• SET OF TASKS:
- A) From the passage below on the joint venture and licensing agreements, list each minimum royalty rate that Aqua Terra Technologies must pay Big Blue, Inc., along with the material it applies to.
- B) According to the licensing agreements passage below, what interest rate applies to the unpaid portion of Hot Spot's licensing fee?

• SOURCE PASSAGE:
<<<<

Joint Venture and Sub-License Agreements
- ----------------------------------------
During August of 1999, Big Blue, Inc. ("BBI") entered into a five year Joint
Venture Agreement ("Agreement") with Aqua Terra, L.L.C. ("AT"), a California
limited liability company, forming a California Joint Venture known as Aqua
Terra Technologies ("ATT"). Pursuant to the Agreement, BBI granted the joint
venture a non-exclusive sub-license agreement in the State of California to use
the Company's patent rights and technology for environmental remediation and
hydrocarbon enhancement purposes. Upon execution of the Agreement, AT
contributed $300,000 in cash to the joint venture, and the joint venture paid
BBI a one-time Sub-licensing fee of $200,000. As further consideration for the
Sub-license, ATT will pay BBI a royalty equal to 12% of net job revenues, but in
no event will the royalty be less than $3.50 per ton of soils treated, $5.00 per
ton of sludges treated and $0.005 per gallon of liquids treated, unless
otherwise agreed to in writing. BBI will be allocated 20% of the joint venture
profit or loss.
On November 29, 1999, Big Blue, the Company's wholly owned subsidiary entered
into two non exclusive licensing agreements with Hot Spot Techonologies, Inc.
("Hot Spot"). Each agreement is for a period of five years and calls for up
front licensing fees totaling $500,000 and royalty payments as detailed below:
Soil remediation - The greater of 12% of gross revenues derived from the
use of the licensed technology less direct labor, equipment rentals, and
chemicals associated with the job, or $3.50 per ton.
Water remediation - The greater of 12% of gross revenues derived from
the use of the licensed technology less direct labor, equipment rentals,
and chemicals associated with the job, or $.005 per gallon.
As additional royalty consideration, Big Blue is entitled to a fee equal to
20% of Hot Spot's annual net revenues.
<PAGE>
The $500,000 initial licensing fee is to be paid $20,000 at closing, which
monies have been collected and are included in cash at November 30, 1999, with
the balance to be paid on a monthly basis in an amount equal to 10% of gross
revenues less direct labor, equipment rentals, and chemicals associated with the
revenues. Any unpaid balance would be due on November 29, 2000. The unpaid
portion of this licensing fee would bear interest at the rate of 6% per annum.
Big Blue has the right to approve each project in advance. This agreement
restricts Hot Spot from performing services in any area covered by an exclusive
licensing agreement.
NOTE 3. ACCOUNTING POLICIES
Consolidation Policies
- ----------------------
The accompanying consolidated financial statements include the accounts of the
Company and all of its wholly owned subsidiaries, ICT and Big Blue, Inc.
Intercompany transactions and balances have been eliminated in consolidation.
Equipment and Patents
- ---------------------
The cost of the patents acquired is recorded at predecessor cost for common
shares issued in the acquisition, and the additional cash cost to purchase
certain licensing agreements related to the patents for $220,000. Amortization
is recorded over the remaining patent life of approximately sixteen years.

>>>>

• RECORDS SHOWN:
<<<<

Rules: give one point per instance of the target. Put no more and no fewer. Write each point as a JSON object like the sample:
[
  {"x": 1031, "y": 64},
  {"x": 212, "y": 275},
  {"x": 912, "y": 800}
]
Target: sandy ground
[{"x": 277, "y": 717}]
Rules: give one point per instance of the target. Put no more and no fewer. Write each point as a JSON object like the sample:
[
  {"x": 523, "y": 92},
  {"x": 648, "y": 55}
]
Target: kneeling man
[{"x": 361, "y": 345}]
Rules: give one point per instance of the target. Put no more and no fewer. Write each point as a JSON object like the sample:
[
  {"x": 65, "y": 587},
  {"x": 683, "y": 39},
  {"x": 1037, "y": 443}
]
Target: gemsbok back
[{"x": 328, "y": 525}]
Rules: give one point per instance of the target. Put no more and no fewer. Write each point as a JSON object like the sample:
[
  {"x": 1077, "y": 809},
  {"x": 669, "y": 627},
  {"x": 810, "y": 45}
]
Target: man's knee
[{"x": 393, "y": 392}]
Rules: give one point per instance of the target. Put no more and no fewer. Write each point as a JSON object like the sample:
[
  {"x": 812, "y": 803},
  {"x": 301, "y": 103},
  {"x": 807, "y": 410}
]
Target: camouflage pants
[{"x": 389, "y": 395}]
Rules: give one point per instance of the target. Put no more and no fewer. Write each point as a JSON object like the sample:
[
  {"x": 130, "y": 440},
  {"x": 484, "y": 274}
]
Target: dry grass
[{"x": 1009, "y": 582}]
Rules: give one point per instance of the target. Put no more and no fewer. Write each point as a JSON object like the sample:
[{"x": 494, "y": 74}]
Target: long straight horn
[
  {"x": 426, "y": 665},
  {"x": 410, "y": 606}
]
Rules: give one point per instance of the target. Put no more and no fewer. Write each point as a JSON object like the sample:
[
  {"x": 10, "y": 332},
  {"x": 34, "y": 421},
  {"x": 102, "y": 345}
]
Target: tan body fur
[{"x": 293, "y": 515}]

>>>>

• TASK RESPONSES:
- A)
- $3.50 per ton of soils treated
- $5.00 per ton of sludges treated
- $0.005 per gallon of liquids treated

- B) 6% per annum.